_RECORDS_

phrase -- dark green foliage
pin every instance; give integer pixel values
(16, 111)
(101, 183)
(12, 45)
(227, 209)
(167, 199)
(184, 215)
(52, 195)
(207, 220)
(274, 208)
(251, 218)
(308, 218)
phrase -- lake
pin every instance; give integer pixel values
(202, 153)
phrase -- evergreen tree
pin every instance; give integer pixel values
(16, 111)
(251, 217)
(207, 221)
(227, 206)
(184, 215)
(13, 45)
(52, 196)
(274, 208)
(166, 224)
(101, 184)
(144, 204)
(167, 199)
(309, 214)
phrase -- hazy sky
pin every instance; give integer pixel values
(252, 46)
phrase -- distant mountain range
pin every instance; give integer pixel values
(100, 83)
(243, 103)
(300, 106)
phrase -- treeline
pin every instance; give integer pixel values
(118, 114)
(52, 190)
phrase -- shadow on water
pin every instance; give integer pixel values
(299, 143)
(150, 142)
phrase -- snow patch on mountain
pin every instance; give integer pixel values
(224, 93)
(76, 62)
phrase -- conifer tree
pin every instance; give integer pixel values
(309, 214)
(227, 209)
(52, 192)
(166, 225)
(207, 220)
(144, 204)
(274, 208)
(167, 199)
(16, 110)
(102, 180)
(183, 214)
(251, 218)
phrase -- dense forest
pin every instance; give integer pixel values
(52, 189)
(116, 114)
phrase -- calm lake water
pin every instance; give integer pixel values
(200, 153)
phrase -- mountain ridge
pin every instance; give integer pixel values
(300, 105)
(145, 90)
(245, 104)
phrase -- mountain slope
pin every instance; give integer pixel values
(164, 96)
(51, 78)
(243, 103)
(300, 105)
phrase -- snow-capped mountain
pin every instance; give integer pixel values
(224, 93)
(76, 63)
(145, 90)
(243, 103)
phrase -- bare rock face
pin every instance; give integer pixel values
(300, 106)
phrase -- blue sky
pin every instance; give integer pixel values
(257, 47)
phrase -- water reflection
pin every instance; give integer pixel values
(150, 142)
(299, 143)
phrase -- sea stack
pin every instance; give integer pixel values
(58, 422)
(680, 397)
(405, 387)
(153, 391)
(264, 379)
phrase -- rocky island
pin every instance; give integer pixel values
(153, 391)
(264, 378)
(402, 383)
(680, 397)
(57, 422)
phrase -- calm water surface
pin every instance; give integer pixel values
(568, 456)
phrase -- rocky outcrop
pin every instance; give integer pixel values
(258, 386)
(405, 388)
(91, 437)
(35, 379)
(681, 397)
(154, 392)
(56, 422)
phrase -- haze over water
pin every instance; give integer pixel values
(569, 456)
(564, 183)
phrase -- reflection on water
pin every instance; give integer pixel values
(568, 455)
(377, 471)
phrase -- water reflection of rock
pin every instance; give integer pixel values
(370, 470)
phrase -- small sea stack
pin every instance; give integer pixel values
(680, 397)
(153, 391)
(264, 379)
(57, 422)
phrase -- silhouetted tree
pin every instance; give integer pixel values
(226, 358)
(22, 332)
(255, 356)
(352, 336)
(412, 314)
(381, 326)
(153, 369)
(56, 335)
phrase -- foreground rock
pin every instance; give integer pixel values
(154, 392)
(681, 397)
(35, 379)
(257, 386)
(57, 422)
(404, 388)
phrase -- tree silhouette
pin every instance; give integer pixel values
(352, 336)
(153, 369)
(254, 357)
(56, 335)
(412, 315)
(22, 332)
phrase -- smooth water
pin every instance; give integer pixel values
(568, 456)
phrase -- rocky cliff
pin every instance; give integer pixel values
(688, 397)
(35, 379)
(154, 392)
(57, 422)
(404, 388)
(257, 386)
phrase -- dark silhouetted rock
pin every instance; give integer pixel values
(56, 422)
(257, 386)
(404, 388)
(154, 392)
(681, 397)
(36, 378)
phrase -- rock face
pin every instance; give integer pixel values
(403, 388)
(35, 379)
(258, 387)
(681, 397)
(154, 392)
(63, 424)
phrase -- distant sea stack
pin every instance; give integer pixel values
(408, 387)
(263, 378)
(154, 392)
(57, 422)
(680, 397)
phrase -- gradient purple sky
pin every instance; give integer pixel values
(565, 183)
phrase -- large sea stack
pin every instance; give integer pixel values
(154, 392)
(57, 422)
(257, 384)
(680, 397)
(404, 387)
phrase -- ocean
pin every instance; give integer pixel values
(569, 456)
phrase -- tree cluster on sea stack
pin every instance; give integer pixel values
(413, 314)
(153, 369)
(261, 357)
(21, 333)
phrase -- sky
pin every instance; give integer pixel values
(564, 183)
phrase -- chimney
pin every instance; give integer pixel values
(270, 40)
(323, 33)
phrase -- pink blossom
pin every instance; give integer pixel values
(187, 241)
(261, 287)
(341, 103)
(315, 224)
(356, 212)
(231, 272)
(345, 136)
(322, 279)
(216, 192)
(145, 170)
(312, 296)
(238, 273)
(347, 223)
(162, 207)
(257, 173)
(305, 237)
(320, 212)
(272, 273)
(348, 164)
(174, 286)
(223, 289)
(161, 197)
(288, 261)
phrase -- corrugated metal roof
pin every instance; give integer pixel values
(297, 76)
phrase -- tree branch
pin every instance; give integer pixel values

_TASK_
Every line above should be retyped exactly as given.

_SOLUTION BELOW_
phrase -- dark green foliage
pin every instance; give integer pixel values
(16, 111)
(101, 183)
(12, 45)
(227, 209)
(167, 199)
(184, 215)
(52, 195)
(207, 220)
(274, 208)
(251, 218)
(308, 218)
phrase -- lake
pin every instance; give integer pixel values
(202, 153)
phrase -- evergreen tree
pin every instance; give integer pixel values
(16, 111)
(251, 217)
(207, 221)
(227, 206)
(184, 215)
(13, 45)
(52, 196)
(274, 208)
(166, 224)
(101, 184)
(144, 204)
(167, 199)
(309, 214)
phrase -- hazy sky
pin every instance; give integer pixel values
(252, 46)
phrase -- distant mountain range
pin every instance; give integer pixel values
(100, 83)
(243, 103)
(300, 106)
phrase -- treeline
pin every instance; give integer pixel values
(118, 114)
(52, 190)
phrase -- shadow on water
pin every instance; give integer pixel values
(299, 143)
(150, 142)
phrase -- snow patch on mountain
pin every instance; give integer pixel values
(224, 93)
(76, 62)
phrase -- conifer tree
pin every instance; give integer pixel values
(309, 214)
(227, 209)
(52, 192)
(166, 225)
(207, 220)
(144, 204)
(274, 208)
(167, 199)
(16, 110)
(102, 180)
(183, 214)
(251, 218)
phrase -- dense forest
pin every instance; give integer pixel values
(52, 189)
(116, 114)
phrase -- calm lake water
pin every instance; give integer pixel values
(200, 153)
phrase -- mountain ridge
pin every instance; give integer pixel values
(300, 105)
(145, 90)
(245, 104)
phrase -- mountain slope
pin every instance; give integer pixel values
(164, 96)
(51, 78)
(243, 103)
(300, 105)
phrase -- snow-capped mountain
pin every instance; give integer pixel values
(224, 93)
(76, 63)
(145, 90)
(243, 103)
phrase -- bare rock face
pin every instance; give integer pixel values
(300, 106)
phrase -- blue sky
pin every instance; give integer pixel values
(257, 47)
phrase -- water reflection
pin every instance; give integer pixel values
(150, 142)
(299, 143)
phrase -- sea stack
pin every instance; give integer pixel values
(58, 422)
(680, 397)
(405, 387)
(153, 391)
(264, 379)
phrase -- rocky island
pin every instance; give integer pixel values
(153, 391)
(264, 378)
(402, 383)
(680, 397)
(57, 422)
phrase -- calm water surface
pin every instance; give integer pixel values
(568, 456)
phrase -- rocky outcrop
pin every instance; give integer pixel values
(258, 386)
(405, 388)
(91, 437)
(35, 379)
(681, 397)
(154, 392)
(56, 422)
phrase -- haze over water
pin every instance; give integer pixel values
(569, 456)
(564, 183)
phrase -- reflection on water
pin every instance; give integer pixel values
(568, 455)
(377, 471)
phrase -- water reflection of rock
pin every instance; give integer pixel values
(370, 470)
phrase -- small sea stack
pin every instance; give integer pixel values
(680, 397)
(153, 391)
(264, 379)
(57, 422)
phrase -- silhouetted tree
pin every instance; give integer pixel values
(226, 358)
(22, 332)
(255, 356)
(352, 336)
(412, 314)
(381, 326)
(153, 369)
(56, 335)
phrase -- foreground rock
pin every instance; give integer pixel values
(154, 392)
(681, 397)
(35, 379)
(257, 386)
(57, 422)
(404, 388)
phrase -- tree silhouette
pin every instance; give integer pixel values
(352, 336)
(153, 369)
(254, 357)
(56, 335)
(412, 315)
(22, 332)
phrase -- smooth water
pin every instance; give integer pixel values
(568, 456)
phrase -- rocky cliff
pin every instance; give integer pixel values
(688, 397)
(35, 379)
(154, 392)
(57, 422)
(404, 388)
(257, 386)
phrase -- dark silhouetted rock
pin every instance; give integer pixel values
(56, 422)
(257, 386)
(404, 388)
(154, 392)
(681, 397)
(36, 378)
phrase -- rock face
pin every instance; give integer pixel values
(403, 388)
(35, 379)
(258, 387)
(681, 397)
(154, 392)
(63, 424)
phrase -- distant sea stack
pin every instance; give integer pixel values
(408, 387)
(263, 378)
(154, 392)
(57, 422)
(680, 397)
phrase -- gradient purple sky
pin every instance; give integer pixel values
(565, 183)
phrase -- large sea stack
pin every instance; give integer pixel values
(154, 392)
(57, 422)
(257, 384)
(680, 397)
(404, 387)
phrase -- ocean
pin every instance; give integer pixel values
(569, 456)
phrase -- tree cluster on sea stack
pin every instance; give integer pixel values
(413, 314)
(153, 369)
(261, 357)
(21, 333)
phrase -- sky
pin every instance; give integer pixel values
(564, 183)
phrase -- chimney
pin every instance; give integer pixel values
(270, 40)
(323, 33)
phrase -- pink blossom
pin every instance; give integer pixel values
(187, 241)
(261, 287)
(341, 103)
(315, 224)
(356, 212)
(231, 272)
(345, 136)
(322, 279)
(216, 192)
(145, 170)
(312, 296)
(238, 273)
(347, 223)
(162, 207)
(257, 173)
(305, 237)
(320, 212)
(272, 273)
(348, 164)
(174, 286)
(223, 289)
(161, 197)
(288, 261)
phrase -- corrugated metal roof
pin every instance; give integer pixel values
(297, 76)
phrase -- tree branch
pin every instance; give integer pixel values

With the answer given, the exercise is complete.